# START OF MATERIAL SHOWN

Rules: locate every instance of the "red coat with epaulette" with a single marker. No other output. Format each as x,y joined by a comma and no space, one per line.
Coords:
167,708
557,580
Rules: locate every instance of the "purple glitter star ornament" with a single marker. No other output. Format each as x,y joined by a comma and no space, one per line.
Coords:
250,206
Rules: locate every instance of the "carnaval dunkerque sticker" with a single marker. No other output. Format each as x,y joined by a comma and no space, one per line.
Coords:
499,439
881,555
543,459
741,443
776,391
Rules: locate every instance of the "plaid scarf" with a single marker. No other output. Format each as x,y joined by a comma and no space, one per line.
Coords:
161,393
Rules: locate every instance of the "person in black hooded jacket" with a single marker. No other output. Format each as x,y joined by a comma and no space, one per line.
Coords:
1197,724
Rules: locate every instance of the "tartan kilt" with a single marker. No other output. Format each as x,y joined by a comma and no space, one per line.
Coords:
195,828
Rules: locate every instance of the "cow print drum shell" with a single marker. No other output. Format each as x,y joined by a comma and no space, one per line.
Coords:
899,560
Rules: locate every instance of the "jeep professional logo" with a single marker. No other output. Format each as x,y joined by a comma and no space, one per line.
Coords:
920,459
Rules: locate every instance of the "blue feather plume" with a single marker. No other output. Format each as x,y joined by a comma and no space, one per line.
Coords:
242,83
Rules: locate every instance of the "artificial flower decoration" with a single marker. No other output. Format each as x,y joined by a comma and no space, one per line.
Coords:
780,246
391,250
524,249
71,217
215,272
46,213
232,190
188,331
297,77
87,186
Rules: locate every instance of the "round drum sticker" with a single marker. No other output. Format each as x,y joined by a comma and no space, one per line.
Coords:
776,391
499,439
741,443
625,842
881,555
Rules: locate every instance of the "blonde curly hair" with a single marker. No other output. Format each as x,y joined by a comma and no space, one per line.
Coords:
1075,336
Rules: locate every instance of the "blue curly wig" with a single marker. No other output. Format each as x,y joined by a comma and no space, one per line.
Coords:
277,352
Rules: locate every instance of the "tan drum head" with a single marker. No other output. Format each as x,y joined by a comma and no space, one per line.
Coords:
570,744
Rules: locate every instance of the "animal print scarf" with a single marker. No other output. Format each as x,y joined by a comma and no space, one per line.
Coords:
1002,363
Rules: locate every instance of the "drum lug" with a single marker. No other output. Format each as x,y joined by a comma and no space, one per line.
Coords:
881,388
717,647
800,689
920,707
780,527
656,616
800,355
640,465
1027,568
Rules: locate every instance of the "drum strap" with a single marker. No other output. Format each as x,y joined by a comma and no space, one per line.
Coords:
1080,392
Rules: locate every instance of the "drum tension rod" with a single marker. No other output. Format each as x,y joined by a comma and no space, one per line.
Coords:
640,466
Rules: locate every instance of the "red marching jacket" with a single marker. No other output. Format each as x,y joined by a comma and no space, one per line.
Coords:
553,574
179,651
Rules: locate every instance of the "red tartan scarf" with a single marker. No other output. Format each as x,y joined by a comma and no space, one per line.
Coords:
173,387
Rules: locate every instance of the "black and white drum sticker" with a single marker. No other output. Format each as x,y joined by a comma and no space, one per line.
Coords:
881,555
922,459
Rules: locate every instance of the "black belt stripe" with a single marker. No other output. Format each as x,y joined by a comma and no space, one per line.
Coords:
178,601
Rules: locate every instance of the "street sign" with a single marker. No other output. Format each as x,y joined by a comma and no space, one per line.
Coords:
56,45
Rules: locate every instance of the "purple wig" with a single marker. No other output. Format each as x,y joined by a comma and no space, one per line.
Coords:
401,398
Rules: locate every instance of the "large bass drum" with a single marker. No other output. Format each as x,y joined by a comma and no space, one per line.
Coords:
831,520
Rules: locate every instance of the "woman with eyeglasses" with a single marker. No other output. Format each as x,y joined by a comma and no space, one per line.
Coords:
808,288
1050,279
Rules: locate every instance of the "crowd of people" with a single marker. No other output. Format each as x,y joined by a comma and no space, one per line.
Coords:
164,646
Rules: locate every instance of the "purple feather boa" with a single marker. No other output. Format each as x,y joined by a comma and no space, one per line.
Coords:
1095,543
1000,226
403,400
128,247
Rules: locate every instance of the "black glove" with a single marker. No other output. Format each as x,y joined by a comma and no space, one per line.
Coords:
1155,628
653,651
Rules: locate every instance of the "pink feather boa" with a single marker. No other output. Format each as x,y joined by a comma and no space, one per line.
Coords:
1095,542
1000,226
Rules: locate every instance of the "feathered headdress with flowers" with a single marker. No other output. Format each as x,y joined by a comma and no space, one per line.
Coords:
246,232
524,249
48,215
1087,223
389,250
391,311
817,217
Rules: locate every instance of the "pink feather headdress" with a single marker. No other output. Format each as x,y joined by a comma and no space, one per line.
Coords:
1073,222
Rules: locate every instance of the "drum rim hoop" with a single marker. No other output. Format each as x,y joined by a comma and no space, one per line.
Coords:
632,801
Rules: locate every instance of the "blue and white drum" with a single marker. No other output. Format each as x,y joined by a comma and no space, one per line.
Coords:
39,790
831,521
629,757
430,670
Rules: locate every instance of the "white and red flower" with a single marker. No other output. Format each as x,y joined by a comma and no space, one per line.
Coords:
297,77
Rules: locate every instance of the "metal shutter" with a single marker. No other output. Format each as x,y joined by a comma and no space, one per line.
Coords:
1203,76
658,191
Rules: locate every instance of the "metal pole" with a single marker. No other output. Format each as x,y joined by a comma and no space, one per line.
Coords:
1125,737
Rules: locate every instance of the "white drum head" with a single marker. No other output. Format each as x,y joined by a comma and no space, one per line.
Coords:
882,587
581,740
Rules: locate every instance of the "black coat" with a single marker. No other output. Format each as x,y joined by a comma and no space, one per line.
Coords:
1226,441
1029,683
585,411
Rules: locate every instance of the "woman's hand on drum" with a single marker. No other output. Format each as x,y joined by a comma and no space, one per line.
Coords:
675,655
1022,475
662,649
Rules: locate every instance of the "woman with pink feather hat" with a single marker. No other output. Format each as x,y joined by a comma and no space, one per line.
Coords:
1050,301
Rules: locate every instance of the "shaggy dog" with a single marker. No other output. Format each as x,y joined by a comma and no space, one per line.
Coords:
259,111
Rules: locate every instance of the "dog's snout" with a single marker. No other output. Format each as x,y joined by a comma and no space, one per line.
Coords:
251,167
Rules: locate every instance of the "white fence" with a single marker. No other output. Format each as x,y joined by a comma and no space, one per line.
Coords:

# END OF MATERIAL SHOWN

-- STATED EXERCISE --
Copy out all of the records shown above exactly.

-- FINISHED EXERCISE --
Rules: locate every instance of the "red coat with epaulette" with a single marker. No other output. Format each as x,y joined by a comma and no space, one per line.
Coords:
167,708
557,580
Rules: locate every instance of the "purple glitter star ornament" with a single marker. No other output. Format each as x,y joined by a comma and no space, one per line.
Coords:
250,206
Rules: locate every instance of the "carnaval dunkerque sticker" with a single marker. No other output. Format each as x,y joined by a comma and no space, one per line.
Coords:
499,439
881,555
543,459
741,443
776,391
Rules: locate every instance of the "plaid scarf" with a single marker. No other output. Format each as x,y joined by a comma and no space, one per line.
Coords:
161,393
Rules: locate every instance of the "person in black hooded jacket" with a single marker. No other output. Format each as x,y joined by a comma and no space, one per line.
Coords:
1197,724
Rules: locate every instance of the "tartan kilt" with a single marker. No other output. Format each as x,y joined by a comma and no space, one per line.
Coords:
195,828
Rules: locate every instance of the "cow print drum shell" with a single marker. No other output. Format each as x,y joined by a comma and no space, one per line.
Coords:
899,560
Rules: locate every instance of the "jeep professional logo" with a single marker. No other output. Format each as x,y joined by a comma and no space, one per line.
Coords:
920,459
Rules: locate every instance of the "blue feather plume" with a single marker. No other output. Format each as x,y joined by a comma and no space, one per line.
Coords:
242,83
Rules: locate every instance of the "artificial flower decoration" with a single marker. No other output. Format each as x,y joined by a comma and no space, one per line.
Coords:
780,246
391,250
524,249
71,217
215,272
46,213
232,190
188,331
297,77
87,186
Rules: locate every instance of the "round drum sticker" with a single marker. No other output. Format each as x,y joined by a comma and no space, one per line.
Coords:
776,391
499,439
741,443
625,842
881,555
Rules: locate every instance of the "blonde curly hair" with a single marker. No other output. Format each as x,y joined by a comma and no space, one per line.
Coords:
1075,336
Rules: locate every instance of the "blue curly wig" with a single marker. No other output. Format each as x,y joined by a comma and no space, one per line.
Coords:
277,352
Rules: locate every instance of the "tan drum head" with a single marker. No other output. Format each as x,y joined by a comma and no space, one per line.
Coords:
570,744
Rules: locate every instance of the "animal print scarf" with a single marker. No other output. Format each as x,y joined by a comma and no space, one per line.
Coords:
1002,363
Rules: locate every instance of the "drum lug" with a single marker. No other output. Format each as x,y joined by a comma and no space, one per line.
Coords:
881,388
717,647
800,689
920,707
780,527
656,616
800,355
640,465
1027,568
Rules: locate every instance of the "drum strap" with a single marker. No other output. Format each as x,y joined by a comma and no space, one per line.
Coords:
1080,392
Rules: locate every instance of the "drum tension rod" with a single marker. No other output. Format each as x,y joined by a comma and no space, one per line.
Coords:
640,466
Rules: locate every instance of the "red marching jacket" with a single marker. No other output. Format each as x,y joined by a comma and no space, one per line.
Coords:
553,574
179,651
Rules: locate every instance of the "red tartan scarf" with a single marker. No other output. Format each as x,y joined by a comma and no space, one per line.
Coords:
173,387
Rules: locate every instance of the "black and white drum sticker" with a single marker. No other output. Format each as x,y joined by a comma and no space, one per line.
Coords:
881,555
922,459
Rules: locate every instance of the "black belt stripe" with a single marker. No other output. Format each as x,y joined by a comma and no space, one per line.
Coords:
178,601
Rules: locate every instance of the "street sign" with a single marker. No other output. Format each as x,y joined by a comma and no space, one per line.
Coords:
56,45
Rules: locate every instance of the "purple wig" with a single marker. No other output. Format each as x,y joined by a comma and no space, one per line.
Coords:
401,398
Rules: locate every instance of the "large bass drum" with a single marker. No other output. Format each as x,y joined by a comma and no space, one per line.
Coords:
831,520
Rules: locate every instance of the "woman with eyeglasses" with a single marker. No other output. Format each as x,y joined by a comma and no space, one per line.
Coords:
808,288
1050,279
Rules: locate every instance of the "crowd of people" with a single marker. No other output. Format each as x,y joined by a comma and no space, one per line.
Coords:
164,646
Rules: locate every instance of the "purple feather boa" with a single marker. No other output. Format each as x,y joined by a comma and no space, one per line.
Coords:
1095,543
1000,226
403,400
128,247
Rules: locate every instance of the "black glove" with a single marker. No other output. Format each as x,y joined by a comma and no space, one per line.
Coords:
1155,628
653,651
Rules: locate every instance of the "pink feather boa" with a single marker. No other output. Format each as x,y joined by a comma and no space, one per line.
Coords:
1095,542
1000,226
Rules: locate every instance of the "feathered headdress with flowers" with a single marker. No other output. Format each as x,y joined by a comma and no space, one per line.
Coords:
246,232
524,249
48,215
1087,223
389,250
391,311
817,217
Rules: locate every instance of the "pink feather headdress" with a single marker. No other output. Format each as x,y joined by a comma and no space, one per line.
Coords:
1073,222
Rules: locate every instance of the "drum rim hoop" with a single marker. No other output. Format each as x,y joined by a comma and no space, one per line.
Coords:
632,801
Rules: locate every instance of the "blue and white drum" with a single marker. No other output. Format each as x,y joined by a comma and no space, one per line.
Coords:
39,790
831,521
629,757
430,670
Rules: locate every instance of the "white and red flower" with a single marker. No other output. Format each as x,y joined by a comma and no space, one per line.
Coords:
297,77
Rules: locate every instance of the "metal shutter" with a single marker. No other output. Format each as x,y joined by a comma and no space, one per line.
Coords:
1203,76
658,191
Rules: locate every instance of the "metal pole" with a single marker. No other output. Format each as x,y joined by a comma and no space, one per line.
Coords:
1125,737
Rules: locate every instance of the "white drum head" with a single marker. No other output. Format each as x,y joined by a comma and no space, one per line.
Coords:
882,587
581,740
Rules: locate every instance of the "black coat" with a single marker. No other output. Format each as x,y joined by a comma and no space, one per line.
Coords:
1226,441
1029,683
585,411
Rules: locate every instance of the "woman's hand on drum" with a single marker. No other output. Format each as x,y joined by a comma and no space, one per line.
Coords:
675,655
1022,475
662,649
Rules: locate every instance of the "woman with pink feather hat" with a single marker. No other output. Format each as x,y joined by a comma and no space, one per line.
Coords:
1050,301
Rules: locate every instance of the "shaggy dog" with a single marker. No other output. Format each as x,y joined by a comma and no space, one per line.
Coords:
259,111
Rules: locate every instance of the "dog's snout" with a single marker. No other output. Format each as x,y joined by a comma and no space, one per line.
Coords:
251,167
Rules: locate every instance of the "white fence" with a single marker. No other output. Format each as x,y joined by a comma and no space, one per line.
Coords:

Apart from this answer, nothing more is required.